• _Auszug_:
Dies bedeutet, dass die moralischen Regeln und Prinzipien, die der Mensch in ihrer bzw. seiner Autonomie formuliert, den folgenden Anforderungen an eine kritisch rationale Moral genügen müssen, was ihre Verallgemeinerbarkeit gewährleistet: „Eine rationale oder kritische Moral ist eine, die für ihre Grundsätze den Anspruch rationaler Begründbarkeit erhebt. Moralische Grundsätze sind rational begründet, wenn sie allgemein zustimmungsfähig sind, d. h. annehmbar für alle betroffenen Personen unter der Voraussetzung ihrer vollkommenen Gleichberechtigung und Selbstbestimmungsfähigkeit.“[9]
Technologien sind nicht moralfähig.
Entspricht die Beschreibung der Moralfähigkeit des Menschen, die von Menschen ausgesagt werden kann, dem Potential von Technologien, moralische Regeln zu befolgen, dementsprechend moralische Entscheidungen zu fällen und dazu korrespondierende Handlungen zu vollziehen? Eine weitere Verneinung ist ein drittes gewichtiges Argument gegen die Bezeichnung „moral technologies“.
Grundsätzlich gilt es hinsichtlich der bereits bestehenden Möglichkeiten und Fähigkeiten von Technologien, diese präzise einzuordnen und begrifflich zu fassen. Beispielsweise erheben sich Zweifel, ob der Zuspruch von „Intuition“ an Roboter, die beim Go-Spiel – einem Spiel, das nicht nur auf logischer Deduktion, sondern auch auf Intuition beruht – menschliche Mitspieler besiegen konnten,[10] adäquat ist oder ob die Phänomene, die auf „Intuition“ bei Robotern zurückgeführt werden, in letzter Konsequenz nicht doch auf Wahrscheinlichkeitsberechnungen zurückgehen. Oder es scheint unangemessen zu sein, einem Roboter gleich die Fähigkeit zu einem „Pokerface“ zuzutrauen, wenn er menschliche Mitspieler in einem 20-Tage-Poker Marathon besiegt,[11] was realistisch betrachtet auf die Fertigkeit zurückzuführen ist, strategisch mit imperfekter Information zu denken. Ähnlich verhält es sich bei der Bezeichnung „moral technologies“. Roboter sind primär auf Zweckmässigkeit ausgerichtet. Dabei können ihnen auch ethische Regeln einprogrammiert werden, um ein moralisch akzeptables Handeln eines aktiven Robotersystems zu ermöglichen.[12] Dieses Potential führt zur Bezeichnung „moral technologies“.

• _Aufgabe_:
Weshalb hält es der Auszug über „moral technologies“ für unangemessen, einem Roboter nach seinem Sieg in einem 20-Tage-Poker Marathon gleich die Fähigkeit zu einem „Pokerface“ zuzutrauen? Erkläre es in ein bis drei Sätzen.

• _Vorliegende Einträge_:
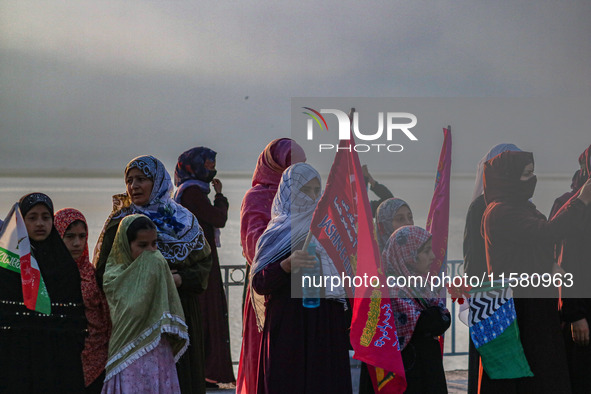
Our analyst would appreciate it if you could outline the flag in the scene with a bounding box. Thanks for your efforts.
[0,203,51,315]
[311,137,406,393]
[468,282,534,379]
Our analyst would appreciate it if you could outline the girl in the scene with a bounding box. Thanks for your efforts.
[55,208,111,393]
[103,214,189,393]
[0,193,86,393]
[382,226,451,393]
[174,147,236,387]
[236,138,306,394]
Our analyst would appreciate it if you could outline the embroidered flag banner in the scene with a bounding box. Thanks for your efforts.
[311,129,406,393]
[468,282,534,379]
[0,204,51,315]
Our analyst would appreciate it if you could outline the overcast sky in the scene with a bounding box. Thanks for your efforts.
[0,0,591,175]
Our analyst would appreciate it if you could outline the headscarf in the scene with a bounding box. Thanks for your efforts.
[484,152,537,205]
[382,226,447,350]
[251,163,345,329]
[472,144,521,201]
[376,197,410,252]
[103,214,189,381]
[240,138,306,264]
[94,156,204,265]
[174,146,217,195]
[54,208,111,386]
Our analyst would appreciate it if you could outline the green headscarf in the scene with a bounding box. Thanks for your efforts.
[103,214,189,381]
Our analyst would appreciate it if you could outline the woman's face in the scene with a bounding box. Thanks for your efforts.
[24,204,53,241]
[125,167,154,206]
[63,220,88,260]
[300,178,320,201]
[392,205,415,232]
[519,163,534,181]
[415,240,435,275]
[129,229,158,260]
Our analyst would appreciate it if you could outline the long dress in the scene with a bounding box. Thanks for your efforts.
[0,228,86,393]
[252,254,352,394]
[180,186,236,383]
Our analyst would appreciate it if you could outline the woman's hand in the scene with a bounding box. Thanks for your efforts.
[211,178,222,193]
[280,250,318,273]
[570,318,589,346]
[170,270,183,287]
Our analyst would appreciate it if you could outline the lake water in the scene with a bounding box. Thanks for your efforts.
[0,173,570,369]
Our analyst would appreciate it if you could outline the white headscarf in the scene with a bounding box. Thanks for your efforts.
[471,144,521,201]
[250,163,345,329]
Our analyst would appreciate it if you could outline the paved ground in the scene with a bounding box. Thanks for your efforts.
[207,364,468,394]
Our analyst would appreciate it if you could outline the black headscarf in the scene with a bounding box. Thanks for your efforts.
[484,151,537,205]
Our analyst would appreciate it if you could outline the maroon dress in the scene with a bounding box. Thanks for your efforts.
[252,251,352,394]
[180,186,236,383]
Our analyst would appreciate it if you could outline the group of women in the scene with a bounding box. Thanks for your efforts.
[0,147,234,393]
[464,144,591,393]
[237,139,450,393]
[0,138,591,393]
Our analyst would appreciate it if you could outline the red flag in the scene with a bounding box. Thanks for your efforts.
[426,126,451,355]
[311,132,406,393]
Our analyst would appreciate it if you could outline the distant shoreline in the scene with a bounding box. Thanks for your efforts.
[0,169,572,180]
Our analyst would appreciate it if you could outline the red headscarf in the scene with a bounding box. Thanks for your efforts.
[54,208,111,386]
[484,151,536,205]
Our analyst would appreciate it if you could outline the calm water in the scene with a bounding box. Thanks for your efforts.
[0,173,570,369]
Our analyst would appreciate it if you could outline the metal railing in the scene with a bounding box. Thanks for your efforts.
[220,260,468,364]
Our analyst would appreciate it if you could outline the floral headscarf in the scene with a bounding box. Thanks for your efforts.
[94,156,204,264]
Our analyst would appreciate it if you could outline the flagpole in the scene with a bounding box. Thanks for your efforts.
[302,107,355,251]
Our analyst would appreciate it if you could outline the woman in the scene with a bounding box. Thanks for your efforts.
[94,156,211,394]
[359,197,414,394]
[382,226,451,394]
[0,193,86,393]
[174,147,235,387]
[462,144,521,394]
[102,214,189,394]
[480,152,591,393]
[550,146,591,394]
[236,138,306,394]
[55,208,111,393]
[251,163,351,393]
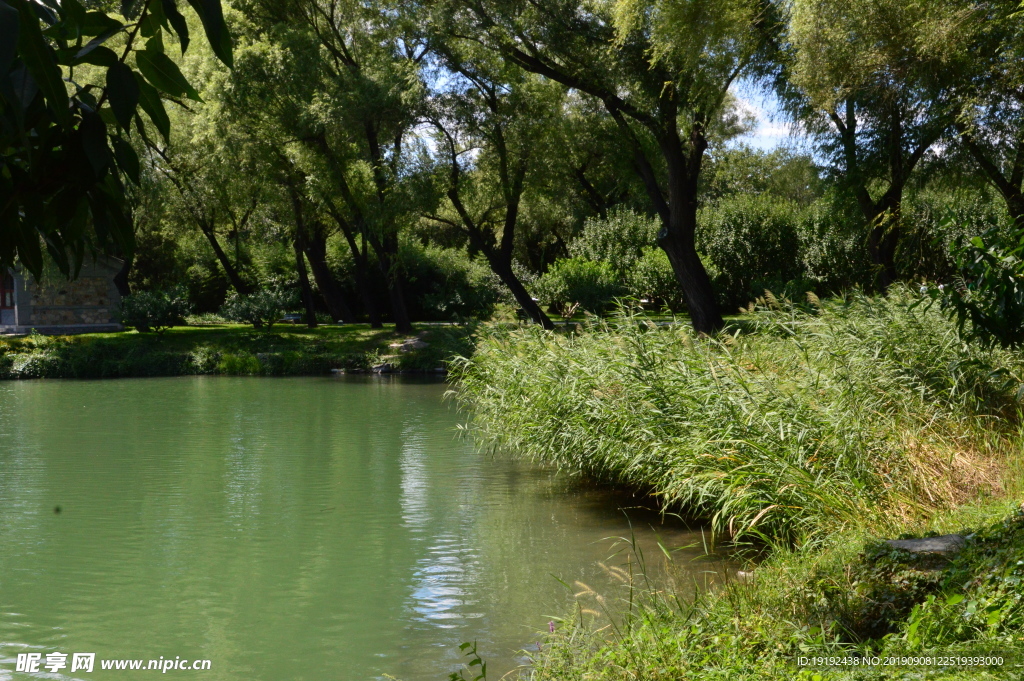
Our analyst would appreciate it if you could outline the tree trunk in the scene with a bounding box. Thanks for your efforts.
[867,202,902,291]
[326,201,384,329]
[200,224,253,295]
[487,254,555,330]
[302,228,355,324]
[655,129,725,336]
[370,229,413,334]
[292,239,316,329]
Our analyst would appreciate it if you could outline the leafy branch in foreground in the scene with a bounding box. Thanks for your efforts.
[0,0,231,276]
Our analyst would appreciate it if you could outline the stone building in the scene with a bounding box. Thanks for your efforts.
[0,256,123,334]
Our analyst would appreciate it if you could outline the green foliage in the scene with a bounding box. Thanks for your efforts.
[0,0,231,275]
[118,288,191,334]
[531,502,1024,681]
[625,246,686,312]
[697,195,803,309]
[534,258,625,316]
[568,208,659,274]
[701,145,825,206]
[220,286,299,331]
[931,222,1024,347]
[458,291,1020,541]
[401,247,505,322]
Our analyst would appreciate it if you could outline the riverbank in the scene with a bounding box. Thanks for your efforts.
[0,325,472,379]
[456,290,1024,681]
[530,488,1024,681]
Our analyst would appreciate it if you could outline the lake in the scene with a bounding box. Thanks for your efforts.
[0,377,716,681]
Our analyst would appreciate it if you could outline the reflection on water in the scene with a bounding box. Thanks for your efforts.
[0,377,729,681]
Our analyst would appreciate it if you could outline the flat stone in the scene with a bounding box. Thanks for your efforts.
[886,535,967,556]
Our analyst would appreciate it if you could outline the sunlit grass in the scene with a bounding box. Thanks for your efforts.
[457,291,1021,543]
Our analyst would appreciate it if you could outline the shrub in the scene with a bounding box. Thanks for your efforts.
[568,208,658,274]
[118,287,190,334]
[626,246,686,312]
[534,258,625,316]
[696,195,803,309]
[932,222,1024,347]
[220,287,298,329]
[401,245,505,322]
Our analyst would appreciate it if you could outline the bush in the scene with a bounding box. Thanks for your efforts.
[696,195,803,309]
[220,287,298,330]
[401,245,505,322]
[932,222,1024,347]
[794,191,873,295]
[626,246,686,312]
[534,258,626,316]
[569,208,658,274]
[118,287,190,334]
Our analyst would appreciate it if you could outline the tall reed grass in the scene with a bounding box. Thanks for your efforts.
[453,289,1022,543]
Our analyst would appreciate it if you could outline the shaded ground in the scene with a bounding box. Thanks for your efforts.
[0,325,472,379]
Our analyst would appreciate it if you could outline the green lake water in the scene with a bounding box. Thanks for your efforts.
[0,377,729,681]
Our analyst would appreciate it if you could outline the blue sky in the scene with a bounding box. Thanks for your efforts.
[732,82,811,151]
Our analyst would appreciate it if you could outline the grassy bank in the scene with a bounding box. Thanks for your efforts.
[456,290,1024,681]
[457,292,1022,544]
[0,325,471,379]
[530,493,1024,681]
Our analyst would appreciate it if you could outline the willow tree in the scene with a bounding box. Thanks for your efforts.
[783,0,965,288]
[433,0,779,333]
[231,0,426,332]
[427,39,563,329]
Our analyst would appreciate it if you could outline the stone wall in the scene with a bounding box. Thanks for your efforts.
[7,258,121,333]
[26,276,113,326]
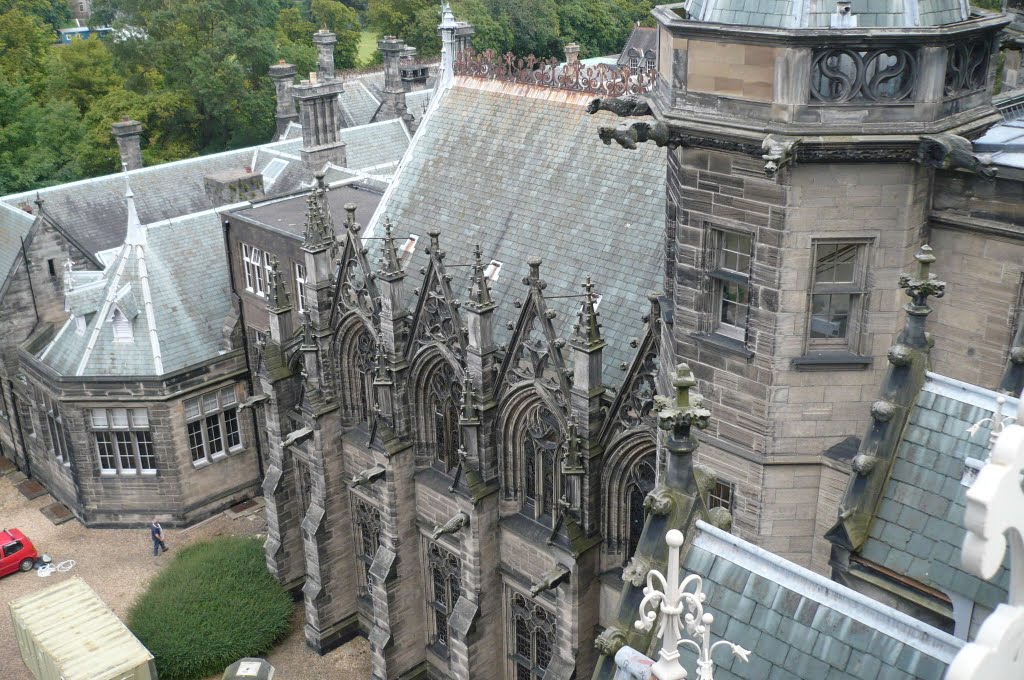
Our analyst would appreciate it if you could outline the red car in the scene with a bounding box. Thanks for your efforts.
[0,528,39,577]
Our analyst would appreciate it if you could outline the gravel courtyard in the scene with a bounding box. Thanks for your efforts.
[0,477,370,680]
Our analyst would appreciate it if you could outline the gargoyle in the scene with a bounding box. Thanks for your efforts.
[597,122,670,148]
[281,427,313,449]
[529,564,569,597]
[430,510,469,541]
[348,465,385,488]
[587,94,653,118]
[918,132,996,177]
[761,134,800,177]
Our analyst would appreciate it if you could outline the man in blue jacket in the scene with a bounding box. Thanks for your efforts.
[150,517,167,557]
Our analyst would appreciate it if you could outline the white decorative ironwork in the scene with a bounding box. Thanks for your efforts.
[967,396,1018,447]
[946,396,1024,680]
[634,529,751,680]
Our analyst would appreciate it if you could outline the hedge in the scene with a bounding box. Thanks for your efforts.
[128,537,294,680]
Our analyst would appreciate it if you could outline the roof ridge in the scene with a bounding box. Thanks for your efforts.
[684,519,966,664]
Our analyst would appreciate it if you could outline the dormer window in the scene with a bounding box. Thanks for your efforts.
[111,307,135,342]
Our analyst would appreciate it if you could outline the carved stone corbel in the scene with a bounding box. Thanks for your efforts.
[761,134,802,178]
[430,510,469,541]
[918,132,996,177]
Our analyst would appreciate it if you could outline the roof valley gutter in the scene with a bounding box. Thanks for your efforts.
[221,219,265,482]
[75,244,131,376]
[135,245,164,376]
[361,69,455,239]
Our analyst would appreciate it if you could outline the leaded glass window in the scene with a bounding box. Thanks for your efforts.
[355,501,381,595]
[509,591,556,680]
[522,406,562,518]
[624,454,656,561]
[427,543,462,648]
[428,362,462,472]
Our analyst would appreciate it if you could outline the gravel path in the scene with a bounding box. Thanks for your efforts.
[0,477,370,680]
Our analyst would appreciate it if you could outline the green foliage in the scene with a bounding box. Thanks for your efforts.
[309,0,361,69]
[0,0,74,31]
[128,537,293,680]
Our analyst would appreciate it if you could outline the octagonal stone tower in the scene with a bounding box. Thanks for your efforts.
[630,0,1008,572]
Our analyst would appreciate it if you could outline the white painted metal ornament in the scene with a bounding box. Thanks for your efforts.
[946,397,1024,680]
[634,529,751,680]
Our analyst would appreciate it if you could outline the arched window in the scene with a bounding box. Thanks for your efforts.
[508,591,556,680]
[522,406,562,519]
[426,360,462,472]
[624,455,657,562]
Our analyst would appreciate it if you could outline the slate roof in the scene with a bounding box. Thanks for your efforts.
[0,203,36,284]
[38,210,232,376]
[369,78,666,384]
[617,26,657,67]
[687,0,967,29]
[338,78,381,127]
[340,119,410,170]
[680,521,965,680]
[860,374,1017,609]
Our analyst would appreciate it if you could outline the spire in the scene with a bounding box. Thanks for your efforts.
[266,257,292,311]
[121,163,145,246]
[467,244,495,309]
[573,277,604,349]
[899,244,946,349]
[380,213,402,277]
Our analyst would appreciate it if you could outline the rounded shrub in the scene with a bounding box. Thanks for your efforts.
[128,537,294,680]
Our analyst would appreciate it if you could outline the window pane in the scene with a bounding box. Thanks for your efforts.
[111,409,128,428]
[224,409,242,449]
[96,432,118,472]
[811,293,853,338]
[114,432,135,472]
[135,430,157,470]
[188,420,206,463]
[92,409,109,429]
[131,409,150,427]
[206,416,224,456]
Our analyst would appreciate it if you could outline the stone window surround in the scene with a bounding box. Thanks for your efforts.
[502,580,558,680]
[182,384,245,468]
[792,235,877,371]
[89,407,157,476]
[422,535,463,660]
[242,243,271,297]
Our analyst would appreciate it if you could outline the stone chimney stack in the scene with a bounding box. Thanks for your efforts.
[292,74,346,173]
[313,27,338,81]
[565,43,580,66]
[270,60,299,139]
[112,118,142,170]
[377,36,407,120]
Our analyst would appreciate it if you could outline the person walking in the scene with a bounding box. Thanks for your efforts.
[150,517,167,557]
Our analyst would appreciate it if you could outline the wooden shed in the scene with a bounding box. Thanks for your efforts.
[10,577,157,680]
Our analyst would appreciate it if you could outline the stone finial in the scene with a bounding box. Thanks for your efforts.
[573,277,604,348]
[562,416,585,475]
[899,244,946,315]
[654,364,711,438]
[266,257,292,311]
[468,244,495,309]
[946,395,1024,680]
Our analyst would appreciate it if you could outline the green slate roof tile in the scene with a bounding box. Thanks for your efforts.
[861,375,1016,609]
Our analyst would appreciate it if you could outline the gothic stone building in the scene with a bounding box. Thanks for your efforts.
[245,2,1021,678]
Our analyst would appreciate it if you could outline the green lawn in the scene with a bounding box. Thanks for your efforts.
[356,31,378,66]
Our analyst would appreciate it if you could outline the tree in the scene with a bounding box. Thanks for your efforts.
[309,0,359,69]
[0,72,81,196]
[47,39,124,114]
[0,0,74,32]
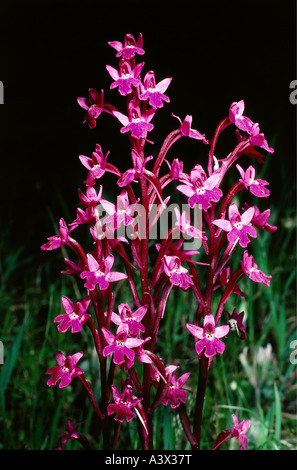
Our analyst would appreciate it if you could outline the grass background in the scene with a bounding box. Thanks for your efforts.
[0,1,297,450]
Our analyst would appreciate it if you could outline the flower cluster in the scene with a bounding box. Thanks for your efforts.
[41,34,276,449]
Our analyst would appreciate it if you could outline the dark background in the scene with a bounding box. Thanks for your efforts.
[0,0,297,253]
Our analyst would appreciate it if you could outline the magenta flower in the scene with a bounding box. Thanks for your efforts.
[101,190,137,230]
[229,100,274,153]
[61,258,83,276]
[108,33,144,60]
[77,88,104,129]
[162,255,194,290]
[55,419,86,450]
[162,366,192,408]
[249,123,274,153]
[229,100,253,133]
[54,295,91,333]
[41,218,77,251]
[102,323,144,369]
[174,207,207,240]
[244,204,277,233]
[232,414,251,450]
[240,251,272,286]
[79,144,109,186]
[220,266,246,297]
[186,315,230,357]
[111,304,148,336]
[80,253,128,291]
[113,100,156,139]
[106,59,144,96]
[117,149,153,188]
[213,203,257,248]
[225,308,246,340]
[107,380,142,423]
[166,158,187,180]
[46,351,84,388]
[171,114,208,144]
[236,165,270,197]
[78,186,102,207]
[176,165,223,210]
[139,70,172,108]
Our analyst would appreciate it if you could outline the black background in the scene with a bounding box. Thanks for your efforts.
[0,0,297,253]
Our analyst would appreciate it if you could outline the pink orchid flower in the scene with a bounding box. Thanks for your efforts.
[108,33,144,60]
[107,380,142,423]
[77,88,104,129]
[80,253,128,291]
[240,251,272,286]
[79,144,109,186]
[236,165,270,197]
[176,165,223,210]
[113,100,156,139]
[213,203,257,248]
[139,70,172,108]
[102,323,144,369]
[186,315,230,357]
[106,59,144,96]
[46,351,84,388]
[54,295,91,333]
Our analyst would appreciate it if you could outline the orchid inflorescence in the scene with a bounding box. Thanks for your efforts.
[42,34,276,449]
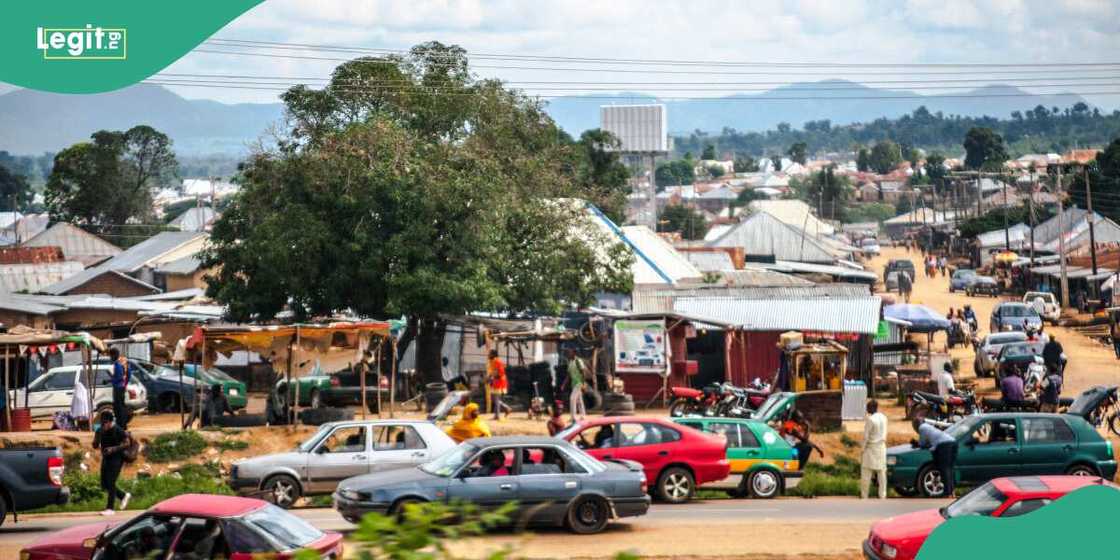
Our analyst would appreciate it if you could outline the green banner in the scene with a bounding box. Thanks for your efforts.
[0,0,261,93]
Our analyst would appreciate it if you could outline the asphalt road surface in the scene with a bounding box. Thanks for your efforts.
[0,497,948,558]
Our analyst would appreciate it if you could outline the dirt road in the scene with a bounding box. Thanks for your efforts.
[868,248,1120,396]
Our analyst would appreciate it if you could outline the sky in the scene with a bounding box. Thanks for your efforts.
[2,0,1120,108]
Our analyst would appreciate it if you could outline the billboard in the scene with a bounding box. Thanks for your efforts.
[615,320,668,374]
[599,104,670,152]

• _Lösung_:
Der Sieg des Roboters geht realistisch betrachtet auf die Fertigkeit zurück, strategisch mit imperfekter Information zu denken. Deshalb wäre es unangemessen, ihm gleich die Fähigkeit zu einem „Pokerface“ zuzuschreiben.